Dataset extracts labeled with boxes
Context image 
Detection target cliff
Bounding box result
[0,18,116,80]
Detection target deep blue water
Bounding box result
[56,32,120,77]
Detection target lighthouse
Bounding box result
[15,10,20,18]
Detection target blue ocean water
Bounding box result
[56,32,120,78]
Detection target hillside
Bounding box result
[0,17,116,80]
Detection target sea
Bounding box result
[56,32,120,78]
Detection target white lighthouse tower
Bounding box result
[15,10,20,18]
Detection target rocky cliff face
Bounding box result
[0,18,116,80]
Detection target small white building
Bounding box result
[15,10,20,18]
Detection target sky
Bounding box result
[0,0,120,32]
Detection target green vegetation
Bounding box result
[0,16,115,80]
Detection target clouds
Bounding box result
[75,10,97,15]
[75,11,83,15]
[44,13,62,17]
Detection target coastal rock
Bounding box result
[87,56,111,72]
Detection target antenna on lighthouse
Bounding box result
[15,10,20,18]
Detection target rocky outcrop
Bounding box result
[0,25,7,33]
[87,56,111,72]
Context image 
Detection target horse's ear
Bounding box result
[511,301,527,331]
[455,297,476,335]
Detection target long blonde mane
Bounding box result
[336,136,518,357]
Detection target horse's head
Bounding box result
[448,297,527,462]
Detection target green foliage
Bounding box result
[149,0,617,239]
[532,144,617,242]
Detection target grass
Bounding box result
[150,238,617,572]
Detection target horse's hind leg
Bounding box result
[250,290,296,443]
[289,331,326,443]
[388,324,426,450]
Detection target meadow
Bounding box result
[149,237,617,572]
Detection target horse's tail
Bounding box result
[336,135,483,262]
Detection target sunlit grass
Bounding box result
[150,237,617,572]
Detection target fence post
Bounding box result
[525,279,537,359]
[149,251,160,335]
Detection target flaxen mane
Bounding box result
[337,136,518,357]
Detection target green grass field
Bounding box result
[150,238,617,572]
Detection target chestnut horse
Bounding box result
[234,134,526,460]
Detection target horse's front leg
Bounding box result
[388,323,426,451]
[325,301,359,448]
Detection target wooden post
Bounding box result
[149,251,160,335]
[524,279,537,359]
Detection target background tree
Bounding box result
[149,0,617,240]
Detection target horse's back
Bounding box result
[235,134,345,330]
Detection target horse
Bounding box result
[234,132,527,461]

The exercise
Please render all the rows above as a two-column CSV with the headers request and answer, one line per request. Put each request's text and its answer in a single quoted field, with any line breaks replaced by spaces.

Finished answer
request,answer
"Context image Detection target cliff Bounding box result","[0,18,116,80]"
"Detection target deep blue water Bounding box result","[56,32,120,77]"
"Detection target lighthouse Bounding box result","[15,10,20,18]"
"Detection target blue ocean water Bounding box result","[56,32,120,78]"
"Detection target hillside Bounding box result","[0,17,116,80]"
"Detection target sea Bounding box result","[56,32,120,78]"
"Detection target white lighthouse tower Bounding box result","[15,10,20,18]"
"Detection target rocky cliff face Bounding box result","[0,18,116,80]"
"Detection target small white building Bounding box result","[15,10,20,18]"
"Detection target sky Bounding box result","[0,0,120,32]"
"Detection target green vegetation Bounding box result","[0,16,115,80]"
"Detection target clouds Bounding box result","[75,10,97,15] [75,11,83,15] [44,13,62,17]"
"Detection target coastal rock Bounding box result","[87,56,111,72]"
"Detection target antenna on lighthouse Bounding box result","[15,10,20,18]"
"Detection target rocky outcrop Bounding box result","[0,25,7,33] [87,56,111,72]"
"Context image Detection target horse's ear Bounding box result","[511,301,527,331] [455,297,476,335]"
"Detection target long blonde mane Bounding box result","[336,136,518,357]"
"Detection target horse's head Bounding box result","[448,297,527,462]"
"Detection target green foliage Bounding box result","[149,0,617,239] [532,144,617,242]"
"Detection target grass Bounding box result","[150,238,617,572]"
"Detection target horse's hind leg Bounding box result","[250,290,296,443] [289,331,326,443] [388,324,426,450]"
"Detection target meadow Bounding box result","[149,237,617,572]"
"Detection target horse's tail Bounding box result","[336,135,483,262]"
"Detection target sunlit grass Bounding box result","[150,237,617,572]"
"Detection target fence post Bounding box result","[525,279,537,359] [149,251,160,335]"
"Detection target flaxen mane Bounding box result","[337,136,518,357]"
"Detection target green grass field Bounding box result","[150,238,617,572]"
"Detection target chestnut horse Bounding box result","[234,134,526,460]"
"Detection target horse's front leg Bounding box result","[388,323,426,451] [325,301,359,448]"
"Detection target wooden post Bounding box result","[149,251,160,335] [524,279,537,359]"
"Detection target background tree Bounding box result","[149,0,617,240]"
"Detection target horse's back Bounding box result","[235,134,345,330]"
"Detection target horse Bounding box result","[234,132,527,461]"